__TASK INSTRUCTIONS__. Could you return the stretch of the EV charger wiring thread from "I am building" through "35mm sq mains).", copied word for word?

__DOCUMENT EXCERPT__.
- - - -

It’s about weather you’re going to cook the cables from the inside out, or the outside in… or both, and it’s an electrician who gets to decide what is appropriate in terms of circuit design.
Thanks for taking the time to write this excellent explanation Anthony
I am convinced not to hypothetically try this now
Hi,
If the cable is not suitable for use with a 16A CB, then the person that installed it should have used a 10A breaker.
You can have a lot 10A GPOs on one circuit (10-15-20?? – I did read it somewhere), all protected with one 16A CB.
FWIW, I have disassembled both a 10A & a 15A Clipsal single GPO, and found they have the same internals, interchangeable parts, etc. Only the Earth pin slot was different. The moulding was the larger size, must have a machine the cuts it one size or the other. I checked them recently because I was interested to know if there was any physical reason for not allowing mismatched plug/socket on one lead.
b0b
I am an electrician and for the reason that 10 and 15 amp plug tops are often melted, I installed a 20 amp gpo instead of a 15 amp one. Same size 20amp MCBO protection. A 20amp australian plug top , with larger thicker pins then stuck on the nominal 16amp charger …actually pulls 14amps … without any sign of heat at the plug. You can still plug a 10amp plug into it if needed for a vaccuum or something but I have cordless for those rare occassions. Cheers
For 3-phase I would say go even heavier on the wire – 6mm2 on 3phase partially surrounded in insulation is only good for 30A, and that’s right at the thermal limits too. Even 6mm2 on single phase is only good for 35A, but that’s assuming the roof space is 40 deg C, it can get way hotter than that if there’s no anticon.
Matt,
even on my short run single phase 32A (Industrial) Socket I used 10mm cable. Considering we will be charging cars for years into the future, the extra cost of larger cable & making sure the cooling of the supply cable is considered, the extra cost over the life is really miniscule.
I am building a secondary dwelling on my rural property. It is 70M from the main house & I have a drum of 16mm cable, so that is the (underground) submain size. I will get around the voltage drop by installing a battery to cope with peak demand. The EV will be charged by excess PV only (at the new house) & if a fast charge is required, I will use the EVSE at the farm shed (on 35mm sq mains).
Anyway, the reason for talking about this installation is that on any charger install, all the voltage drops (= loss of efficiency) must be considered. It is also not worth charging an EV from a home battery due to the losses. That also can shorten home battery life.
So like a car, where we look at the Total cost of ownership (TCO), with our charger we also need to consider all costs, efficiencies & losses, I think this is where a Management program like Home Assistant can help. HA allows (once set up!) an overview of all the smart devices in a home, including an OCPP EV charger (or any smart charger that allows external control).
You’re right Matt,
Rules of thumb abound but 6mm² is really the minimum you want.
I find it ludicrous that Australians build houses without insulation under the roof cladding. They kind of make this cardboard house with some fluff around it, then put it all under a shed roof, then expect the ducted air conditioning (which is outside in the shed) to cope with keeping things hot or cold.

- - - -

__DATASET EXCERPTS__.
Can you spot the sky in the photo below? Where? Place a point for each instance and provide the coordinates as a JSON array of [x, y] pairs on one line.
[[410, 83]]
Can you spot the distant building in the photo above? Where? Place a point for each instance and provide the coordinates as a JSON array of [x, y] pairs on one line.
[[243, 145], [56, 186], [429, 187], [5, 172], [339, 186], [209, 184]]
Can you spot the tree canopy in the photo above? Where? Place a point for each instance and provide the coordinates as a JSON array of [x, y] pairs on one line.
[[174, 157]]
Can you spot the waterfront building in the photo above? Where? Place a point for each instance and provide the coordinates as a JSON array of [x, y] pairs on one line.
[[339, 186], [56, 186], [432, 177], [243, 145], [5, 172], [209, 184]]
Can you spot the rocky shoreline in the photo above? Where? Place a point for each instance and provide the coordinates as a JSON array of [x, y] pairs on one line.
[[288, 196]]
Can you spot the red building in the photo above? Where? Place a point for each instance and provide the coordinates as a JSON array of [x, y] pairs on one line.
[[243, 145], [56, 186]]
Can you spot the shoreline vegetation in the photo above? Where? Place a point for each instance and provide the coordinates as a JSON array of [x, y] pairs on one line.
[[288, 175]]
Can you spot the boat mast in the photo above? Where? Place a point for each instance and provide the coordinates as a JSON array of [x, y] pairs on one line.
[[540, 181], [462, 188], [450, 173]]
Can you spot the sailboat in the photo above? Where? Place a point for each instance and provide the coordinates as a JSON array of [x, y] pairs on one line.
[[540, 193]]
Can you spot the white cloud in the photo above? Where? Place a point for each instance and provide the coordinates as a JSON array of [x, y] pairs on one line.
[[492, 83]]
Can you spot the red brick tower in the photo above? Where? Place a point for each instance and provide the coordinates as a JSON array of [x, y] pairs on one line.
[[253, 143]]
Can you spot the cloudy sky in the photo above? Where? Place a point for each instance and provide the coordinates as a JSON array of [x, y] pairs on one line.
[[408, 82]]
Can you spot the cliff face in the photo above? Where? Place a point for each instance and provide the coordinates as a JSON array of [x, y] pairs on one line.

- - - -

__EXPECTED ANSWER__.
I am building a secondary dwelling on my rural property. It is 70M from the main house & I have a drum of 16mm cable, so that is the (underground) submain size. I will get around the voltage drop by installing a battery to cope with peak demand. The EV will be charged by excess PV only (at the new house) & if a fast charge is required, I will use the EVSE at the farm shed (on 35mm sq mains).